**Set exercise**
Return all the entries exactly, keeping pictures out.

>> start Record excerpts

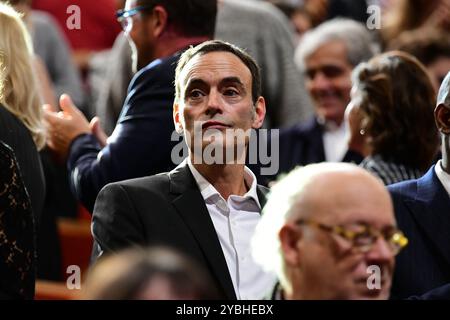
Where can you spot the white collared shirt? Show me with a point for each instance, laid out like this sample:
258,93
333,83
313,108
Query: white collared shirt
443,176
235,221
335,142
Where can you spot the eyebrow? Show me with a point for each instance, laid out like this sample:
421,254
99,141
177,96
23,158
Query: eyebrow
224,81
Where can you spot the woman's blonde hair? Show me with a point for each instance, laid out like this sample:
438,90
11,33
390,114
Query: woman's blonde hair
18,86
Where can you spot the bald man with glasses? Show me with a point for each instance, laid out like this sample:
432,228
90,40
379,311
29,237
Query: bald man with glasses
328,231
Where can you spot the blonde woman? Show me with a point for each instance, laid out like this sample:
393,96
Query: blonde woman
21,125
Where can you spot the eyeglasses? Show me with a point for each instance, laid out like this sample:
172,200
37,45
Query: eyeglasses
125,17
363,237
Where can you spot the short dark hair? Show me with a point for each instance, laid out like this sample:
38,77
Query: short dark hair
397,104
220,46
189,17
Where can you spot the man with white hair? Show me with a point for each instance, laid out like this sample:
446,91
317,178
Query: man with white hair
338,246
326,55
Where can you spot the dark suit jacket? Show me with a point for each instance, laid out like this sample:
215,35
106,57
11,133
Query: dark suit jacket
14,133
302,144
141,143
422,209
17,234
165,209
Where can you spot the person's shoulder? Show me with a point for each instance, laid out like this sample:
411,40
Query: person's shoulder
154,183
300,129
160,72
403,189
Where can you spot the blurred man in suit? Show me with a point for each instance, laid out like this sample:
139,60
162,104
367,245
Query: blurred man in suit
422,209
158,30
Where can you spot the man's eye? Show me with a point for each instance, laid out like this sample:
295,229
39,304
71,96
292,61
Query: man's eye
195,94
231,92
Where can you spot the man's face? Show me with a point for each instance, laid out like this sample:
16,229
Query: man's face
215,100
140,36
330,267
328,80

>> end Record excerpts

**Solution to this task**
Where can you spot the white collared shirt? Show me with a point for each instance, laid out like this sample:
258,93
333,83
313,108
Query: white collared shirt
443,176
235,221
335,142
Where can you spot the eyebrow? Show me with a point for each instance, laid out like this sample:
421,254
99,141
177,96
23,158
Query: eyebrow
224,81
Where can you spot the woman's blonde hair? Show me with a point for each instance, laid out like this sample:
438,90
11,33
390,114
Query: woman's blonde hair
18,86
Where can you spot the bald man with glasses? Show me with a point for each instance, laid out like this sample:
432,228
90,40
379,311
29,237
Query: bald man with glasses
328,231
Where can you spot the blonde woman? Show me with a point for each instance, laid out like this sample:
393,96
Query: blonde woman
21,125
Where can you spot the eyeglasses? Show me with a point for each instance, laid out like this sample:
172,200
37,45
Query: eyeglasses
125,17
363,237
Where can you spot the short dark hair? Show me with a point for each instance, laid out like this sample:
38,77
Query: short dark hair
397,104
220,46
189,17
Where can you spot the man with white hair? Show me with a point for each instance, laid out like this sample:
446,91
317,178
Query: man with white hair
338,246
326,55
Where can you spot the dark suit jacket? Show me with a point for each instance, laid out like this sample:
215,35
106,57
11,133
Query: dark suit jacket
14,133
302,144
141,143
422,209
17,234
165,209
Where can you spot the person's shoulder? Show me with a point for each instance, laid out like this sample:
411,40
Query: person's shoulder
154,183
300,129
160,72
403,189
Where can you spot the blurred man in suit? Show me with a point for each instance, laid out like this sample:
139,60
162,104
367,245
Query: blurred man in suit
422,209
158,30
Where can you spot the man's eye? Show me with a point for each instance, laid out like this sample:
295,229
39,304
71,96
292,61
Query: man's eye
195,94
231,92
Where can you spot the man's face? Show me with a point for each instance, laid out like this sample:
16,229
Query: man's face
215,100
140,36
330,267
328,80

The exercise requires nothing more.